Detection examples:
* * * * *

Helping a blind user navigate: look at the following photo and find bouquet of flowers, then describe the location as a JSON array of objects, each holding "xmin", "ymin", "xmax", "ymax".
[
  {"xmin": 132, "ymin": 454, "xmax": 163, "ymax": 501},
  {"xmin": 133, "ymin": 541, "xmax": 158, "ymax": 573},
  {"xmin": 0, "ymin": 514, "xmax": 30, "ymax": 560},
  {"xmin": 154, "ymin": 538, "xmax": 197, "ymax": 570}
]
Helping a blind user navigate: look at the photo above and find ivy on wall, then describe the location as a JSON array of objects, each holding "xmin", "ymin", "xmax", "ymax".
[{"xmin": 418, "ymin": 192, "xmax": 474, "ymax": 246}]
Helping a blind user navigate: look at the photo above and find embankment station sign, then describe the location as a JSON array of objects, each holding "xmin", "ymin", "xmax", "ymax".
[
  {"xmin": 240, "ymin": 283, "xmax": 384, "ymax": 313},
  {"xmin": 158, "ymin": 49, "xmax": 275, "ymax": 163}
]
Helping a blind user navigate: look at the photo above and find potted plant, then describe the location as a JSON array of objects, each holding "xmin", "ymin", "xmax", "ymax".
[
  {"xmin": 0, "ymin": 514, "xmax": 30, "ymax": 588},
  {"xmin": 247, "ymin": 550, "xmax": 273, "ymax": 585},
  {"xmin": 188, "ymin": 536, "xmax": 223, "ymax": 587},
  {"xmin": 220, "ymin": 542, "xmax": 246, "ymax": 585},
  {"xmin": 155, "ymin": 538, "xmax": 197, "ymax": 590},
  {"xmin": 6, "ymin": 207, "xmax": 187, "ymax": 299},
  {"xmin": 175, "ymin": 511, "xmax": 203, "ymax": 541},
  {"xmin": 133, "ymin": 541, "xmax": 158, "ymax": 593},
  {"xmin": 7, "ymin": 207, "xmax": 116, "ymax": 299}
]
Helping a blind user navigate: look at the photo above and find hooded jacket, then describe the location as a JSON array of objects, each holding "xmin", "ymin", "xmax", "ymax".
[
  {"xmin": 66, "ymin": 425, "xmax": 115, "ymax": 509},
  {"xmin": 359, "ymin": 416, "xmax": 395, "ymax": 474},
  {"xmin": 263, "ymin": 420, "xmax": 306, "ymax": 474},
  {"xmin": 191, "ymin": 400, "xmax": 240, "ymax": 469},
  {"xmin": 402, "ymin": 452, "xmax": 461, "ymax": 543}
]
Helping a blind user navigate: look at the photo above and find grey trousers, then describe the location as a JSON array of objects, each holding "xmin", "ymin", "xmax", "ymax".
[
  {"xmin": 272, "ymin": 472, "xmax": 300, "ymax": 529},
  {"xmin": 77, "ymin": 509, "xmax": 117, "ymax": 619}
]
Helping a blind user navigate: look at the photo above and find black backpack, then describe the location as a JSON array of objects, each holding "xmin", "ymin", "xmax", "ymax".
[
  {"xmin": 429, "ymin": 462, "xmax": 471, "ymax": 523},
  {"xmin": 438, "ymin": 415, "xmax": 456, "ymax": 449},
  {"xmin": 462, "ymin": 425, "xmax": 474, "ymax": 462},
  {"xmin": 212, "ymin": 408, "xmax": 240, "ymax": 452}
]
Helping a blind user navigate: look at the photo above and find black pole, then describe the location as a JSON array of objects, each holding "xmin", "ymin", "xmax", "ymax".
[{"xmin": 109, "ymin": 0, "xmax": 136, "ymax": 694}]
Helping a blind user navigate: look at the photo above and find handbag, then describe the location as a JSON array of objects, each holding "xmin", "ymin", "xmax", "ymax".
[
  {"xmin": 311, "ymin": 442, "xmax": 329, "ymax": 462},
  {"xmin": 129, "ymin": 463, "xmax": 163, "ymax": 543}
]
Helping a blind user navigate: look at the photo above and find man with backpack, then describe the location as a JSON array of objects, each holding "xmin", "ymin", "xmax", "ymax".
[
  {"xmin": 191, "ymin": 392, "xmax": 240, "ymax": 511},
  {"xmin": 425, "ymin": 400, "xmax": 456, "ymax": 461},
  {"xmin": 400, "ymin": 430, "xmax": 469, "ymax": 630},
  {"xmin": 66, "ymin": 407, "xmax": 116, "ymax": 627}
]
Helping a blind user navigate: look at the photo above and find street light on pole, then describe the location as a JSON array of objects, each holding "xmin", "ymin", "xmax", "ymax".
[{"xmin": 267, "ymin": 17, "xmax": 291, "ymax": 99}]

* * * * *

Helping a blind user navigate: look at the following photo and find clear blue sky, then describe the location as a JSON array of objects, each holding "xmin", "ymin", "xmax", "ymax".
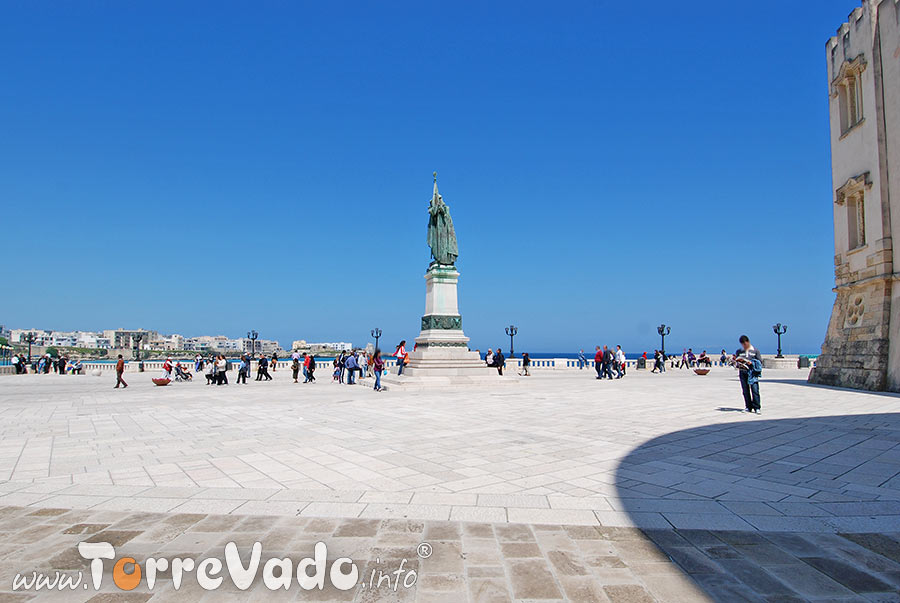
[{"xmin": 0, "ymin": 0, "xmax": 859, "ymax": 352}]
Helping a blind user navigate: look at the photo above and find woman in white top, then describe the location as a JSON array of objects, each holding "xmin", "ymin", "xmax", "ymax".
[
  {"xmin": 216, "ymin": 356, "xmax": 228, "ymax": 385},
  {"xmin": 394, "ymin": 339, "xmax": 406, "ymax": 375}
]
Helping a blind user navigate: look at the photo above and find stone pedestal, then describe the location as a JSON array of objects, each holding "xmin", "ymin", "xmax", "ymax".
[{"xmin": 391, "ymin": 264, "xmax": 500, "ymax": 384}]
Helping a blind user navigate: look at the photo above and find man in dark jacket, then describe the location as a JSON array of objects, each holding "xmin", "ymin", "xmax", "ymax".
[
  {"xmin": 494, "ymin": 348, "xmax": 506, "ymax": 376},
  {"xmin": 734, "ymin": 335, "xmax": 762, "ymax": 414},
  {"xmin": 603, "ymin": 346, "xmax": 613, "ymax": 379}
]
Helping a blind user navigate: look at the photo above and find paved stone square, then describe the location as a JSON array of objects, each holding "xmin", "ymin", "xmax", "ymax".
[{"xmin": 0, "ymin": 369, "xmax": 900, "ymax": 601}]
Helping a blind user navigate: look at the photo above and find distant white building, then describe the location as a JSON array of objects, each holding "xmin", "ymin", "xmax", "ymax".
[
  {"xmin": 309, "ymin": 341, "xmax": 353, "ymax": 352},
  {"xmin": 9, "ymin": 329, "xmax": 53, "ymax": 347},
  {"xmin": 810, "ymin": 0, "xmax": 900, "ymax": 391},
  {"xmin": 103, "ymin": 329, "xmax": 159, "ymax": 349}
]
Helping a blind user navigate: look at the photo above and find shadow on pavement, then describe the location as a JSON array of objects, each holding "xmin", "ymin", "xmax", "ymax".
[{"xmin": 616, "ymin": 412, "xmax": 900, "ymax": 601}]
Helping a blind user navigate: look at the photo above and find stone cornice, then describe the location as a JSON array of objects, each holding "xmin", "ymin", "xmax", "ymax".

* * * * *

Pull out each line of the data above that contains the string "blue".

**SOLVED EXERCISE**
Helping a blind user navigate: look at the following photo and find clear blue sky, then describe the location as a JSON array of objects, each holding "xmin", "ymin", "xmax", "ymax".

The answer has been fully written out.